▸ Task details: Convert the lines below into a numbered list, starting with the line that contains "Identify the ceiling fan blade" and going on through the last line. Omit blank lines and leave out the pictures.

───── Input for this task

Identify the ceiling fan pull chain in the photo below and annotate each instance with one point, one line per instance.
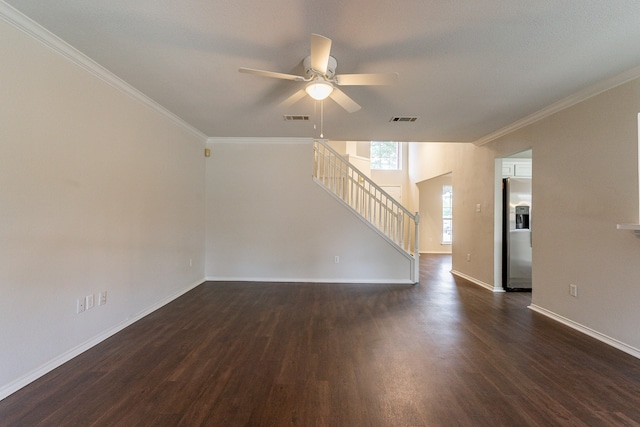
(322, 119)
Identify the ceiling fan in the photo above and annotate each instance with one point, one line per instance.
(321, 78)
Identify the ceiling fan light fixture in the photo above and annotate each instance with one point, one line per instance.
(319, 89)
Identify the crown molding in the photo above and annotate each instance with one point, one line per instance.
(258, 140)
(565, 103)
(25, 24)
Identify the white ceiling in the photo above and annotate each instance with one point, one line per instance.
(466, 68)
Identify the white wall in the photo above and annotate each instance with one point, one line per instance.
(268, 220)
(585, 169)
(430, 193)
(98, 192)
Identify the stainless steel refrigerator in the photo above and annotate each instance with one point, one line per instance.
(517, 240)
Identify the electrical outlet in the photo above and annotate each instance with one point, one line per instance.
(573, 290)
(90, 302)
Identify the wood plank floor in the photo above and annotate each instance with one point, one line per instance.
(442, 353)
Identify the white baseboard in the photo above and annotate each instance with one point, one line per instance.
(17, 384)
(477, 282)
(588, 331)
(316, 280)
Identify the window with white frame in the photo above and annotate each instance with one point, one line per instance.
(385, 155)
(447, 214)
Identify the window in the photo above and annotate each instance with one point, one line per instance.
(385, 155)
(447, 214)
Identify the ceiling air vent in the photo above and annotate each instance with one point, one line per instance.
(295, 118)
(403, 119)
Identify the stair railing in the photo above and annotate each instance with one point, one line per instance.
(387, 216)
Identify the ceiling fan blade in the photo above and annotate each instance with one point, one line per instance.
(293, 98)
(320, 51)
(379, 79)
(344, 101)
(271, 74)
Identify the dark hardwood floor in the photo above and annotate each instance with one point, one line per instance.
(442, 353)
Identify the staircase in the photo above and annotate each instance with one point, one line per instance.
(370, 202)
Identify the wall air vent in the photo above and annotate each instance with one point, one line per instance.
(288, 118)
(403, 119)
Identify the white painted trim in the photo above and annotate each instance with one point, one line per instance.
(565, 103)
(477, 282)
(28, 26)
(23, 381)
(315, 280)
(588, 331)
(258, 140)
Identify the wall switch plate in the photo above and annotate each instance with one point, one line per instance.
(573, 290)
(90, 303)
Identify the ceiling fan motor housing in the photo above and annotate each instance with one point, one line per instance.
(331, 67)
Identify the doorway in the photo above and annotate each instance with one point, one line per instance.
(435, 197)
(513, 223)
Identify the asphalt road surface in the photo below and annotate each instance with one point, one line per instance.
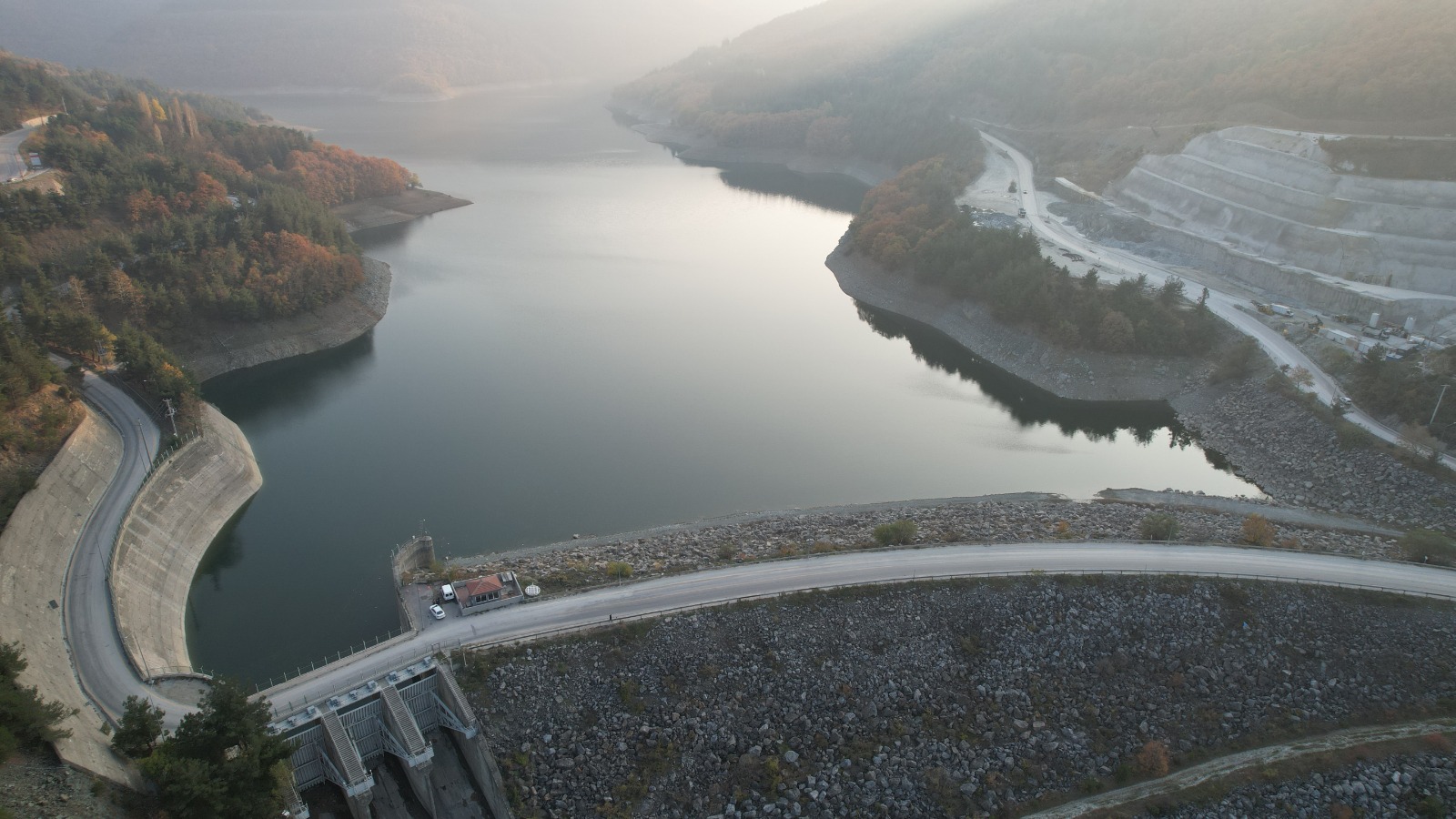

──────────

▸ Answer to this exercise:
1. Identify the ceiling fan blade in the photo above and annotate each instance with one point, one line per instance.
2. (293, 98)
3. (320, 51)
4. (379, 79)
5. (344, 101)
6. (271, 74)
7. Identify the dark hardwood floor in the photo above and annotate each instance with one point, one line per instance.
8. (442, 353)
9. Identify the staircase in the photo above and annotate each instance with one point, one line per instance.
10. (370, 202)
11. Identify the wall air vent in the photo above and annotate each instance with one point, one line per instance.
12. (288, 118)
13. (403, 119)
14. Identify the white painted trim in the photo above and annotate each instance with one point, one line per instance.
15. (565, 103)
16. (477, 282)
17. (28, 26)
18. (23, 381)
19. (315, 280)
20. (588, 331)
21. (258, 140)
22. Identify the wall switch plate in the photo above and annotate each instance with one point, one line per instance.
23. (573, 290)
24. (90, 303)
25. Identify the ceiling fan motor housing in the photo above and annotate each instance with one point, one line per instance.
26. (331, 67)
27. Identify the doorway in the photo above and annotate each instance with one point, one line per instance.
28. (435, 197)
29. (513, 223)
30. Identify the asphalt road surface in the photo below and annotate each instance with one point, one line per instance.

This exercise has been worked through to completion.